[What you have to do] Give every spell mentioned by name in the D&D magic passage.

[Supplied passage]
E.g.: There's a Lv2 Cleric spell that gives +20 to a skill check (Guidance of the Avatar), which is comparable to a Lv8 Wizard spell. A Lv1 Cleric spell does nearly as well (Divine Insight), as does a Lv1 Bard spell (Improvisation), and of course there's a Lv3 Bard spell that does a +30 on one particular skill (Glibness) and so on.
Maybe the rule is Wizards can't heal? Well, Synostodweomer, Limited Wish, and Wish would like to disagree...
So basically, plan to take all spells out of D&D and redo things from scratch. Once you do that, you could certainly make a systematized magic system, and it'd probably be pretty interesting.

[Data supplied]
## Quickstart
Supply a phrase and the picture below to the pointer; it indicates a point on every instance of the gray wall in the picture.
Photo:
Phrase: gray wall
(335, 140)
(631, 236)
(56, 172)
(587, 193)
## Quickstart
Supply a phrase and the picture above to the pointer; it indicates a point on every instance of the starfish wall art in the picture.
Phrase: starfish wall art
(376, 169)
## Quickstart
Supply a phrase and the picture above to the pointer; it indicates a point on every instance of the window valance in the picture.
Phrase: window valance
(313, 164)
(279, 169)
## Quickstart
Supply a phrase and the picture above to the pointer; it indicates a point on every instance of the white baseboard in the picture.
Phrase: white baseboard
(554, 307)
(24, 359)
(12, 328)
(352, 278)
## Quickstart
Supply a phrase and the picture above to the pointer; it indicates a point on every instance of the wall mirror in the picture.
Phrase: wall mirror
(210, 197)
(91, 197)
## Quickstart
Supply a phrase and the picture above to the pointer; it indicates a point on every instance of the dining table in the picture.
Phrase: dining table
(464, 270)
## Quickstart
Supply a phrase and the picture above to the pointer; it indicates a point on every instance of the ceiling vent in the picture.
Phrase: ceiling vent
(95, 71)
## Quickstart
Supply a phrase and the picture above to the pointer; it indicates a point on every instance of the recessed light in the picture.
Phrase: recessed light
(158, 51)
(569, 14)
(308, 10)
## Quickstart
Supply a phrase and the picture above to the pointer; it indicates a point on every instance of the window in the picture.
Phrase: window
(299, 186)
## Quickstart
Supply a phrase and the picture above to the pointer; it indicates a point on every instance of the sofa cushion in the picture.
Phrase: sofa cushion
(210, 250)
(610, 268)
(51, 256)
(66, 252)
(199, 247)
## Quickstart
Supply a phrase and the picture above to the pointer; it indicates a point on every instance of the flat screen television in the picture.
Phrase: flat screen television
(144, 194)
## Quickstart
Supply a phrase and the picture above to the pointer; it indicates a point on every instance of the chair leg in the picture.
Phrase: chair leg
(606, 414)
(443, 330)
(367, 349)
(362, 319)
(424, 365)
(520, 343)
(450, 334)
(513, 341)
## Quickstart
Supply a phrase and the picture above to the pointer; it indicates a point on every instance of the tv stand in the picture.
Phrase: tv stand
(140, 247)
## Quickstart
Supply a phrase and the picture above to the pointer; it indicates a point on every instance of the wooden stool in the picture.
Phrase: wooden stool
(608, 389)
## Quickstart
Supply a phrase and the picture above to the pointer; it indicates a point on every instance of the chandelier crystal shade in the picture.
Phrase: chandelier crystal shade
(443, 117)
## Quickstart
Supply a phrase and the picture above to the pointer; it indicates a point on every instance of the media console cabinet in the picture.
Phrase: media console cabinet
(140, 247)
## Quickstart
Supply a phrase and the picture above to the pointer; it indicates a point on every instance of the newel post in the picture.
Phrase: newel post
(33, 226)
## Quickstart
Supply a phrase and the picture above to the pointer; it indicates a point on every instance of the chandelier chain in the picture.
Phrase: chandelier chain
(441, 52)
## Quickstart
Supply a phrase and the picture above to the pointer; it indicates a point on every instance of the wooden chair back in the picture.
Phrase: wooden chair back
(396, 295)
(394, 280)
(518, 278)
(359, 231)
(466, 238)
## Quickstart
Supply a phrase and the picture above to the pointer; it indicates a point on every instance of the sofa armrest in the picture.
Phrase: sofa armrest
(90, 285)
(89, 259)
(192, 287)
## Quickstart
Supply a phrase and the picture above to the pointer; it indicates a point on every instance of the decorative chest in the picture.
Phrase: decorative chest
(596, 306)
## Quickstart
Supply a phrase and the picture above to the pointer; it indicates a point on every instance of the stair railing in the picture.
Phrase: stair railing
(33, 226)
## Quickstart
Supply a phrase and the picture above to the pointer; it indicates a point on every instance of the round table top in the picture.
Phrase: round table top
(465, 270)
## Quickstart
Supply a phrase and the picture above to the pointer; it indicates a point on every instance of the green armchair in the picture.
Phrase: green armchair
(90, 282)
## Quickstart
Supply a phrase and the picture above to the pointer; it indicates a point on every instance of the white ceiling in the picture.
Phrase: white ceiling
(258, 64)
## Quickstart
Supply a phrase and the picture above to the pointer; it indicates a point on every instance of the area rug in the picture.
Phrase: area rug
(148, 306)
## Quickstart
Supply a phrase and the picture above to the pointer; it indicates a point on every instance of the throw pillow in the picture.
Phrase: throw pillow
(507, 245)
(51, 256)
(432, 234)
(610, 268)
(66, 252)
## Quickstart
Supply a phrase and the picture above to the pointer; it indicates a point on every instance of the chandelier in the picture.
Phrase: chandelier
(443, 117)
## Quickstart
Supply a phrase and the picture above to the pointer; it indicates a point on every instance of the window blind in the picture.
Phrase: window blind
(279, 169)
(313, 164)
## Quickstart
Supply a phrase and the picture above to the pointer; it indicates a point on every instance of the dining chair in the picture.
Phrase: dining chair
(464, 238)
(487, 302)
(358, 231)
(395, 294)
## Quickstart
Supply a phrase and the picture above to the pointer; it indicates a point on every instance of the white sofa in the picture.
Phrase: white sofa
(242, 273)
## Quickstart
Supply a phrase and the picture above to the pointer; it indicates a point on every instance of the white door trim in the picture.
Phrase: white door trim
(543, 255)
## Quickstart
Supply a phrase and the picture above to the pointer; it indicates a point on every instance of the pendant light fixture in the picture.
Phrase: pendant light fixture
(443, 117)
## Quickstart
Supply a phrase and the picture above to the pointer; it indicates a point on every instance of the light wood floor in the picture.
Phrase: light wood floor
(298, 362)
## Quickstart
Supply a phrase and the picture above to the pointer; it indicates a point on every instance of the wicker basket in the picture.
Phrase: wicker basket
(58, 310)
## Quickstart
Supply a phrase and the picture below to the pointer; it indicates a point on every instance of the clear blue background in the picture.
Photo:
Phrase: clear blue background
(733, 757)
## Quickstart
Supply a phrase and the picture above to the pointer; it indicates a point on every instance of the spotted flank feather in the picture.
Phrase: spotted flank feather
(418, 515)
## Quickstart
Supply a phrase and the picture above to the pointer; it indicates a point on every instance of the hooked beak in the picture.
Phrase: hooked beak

[Answer to this exercise] Guidance of the Avatar, Divine Insight, Improvisation, Glibness, Synostodweomer, Limited Wish, Wish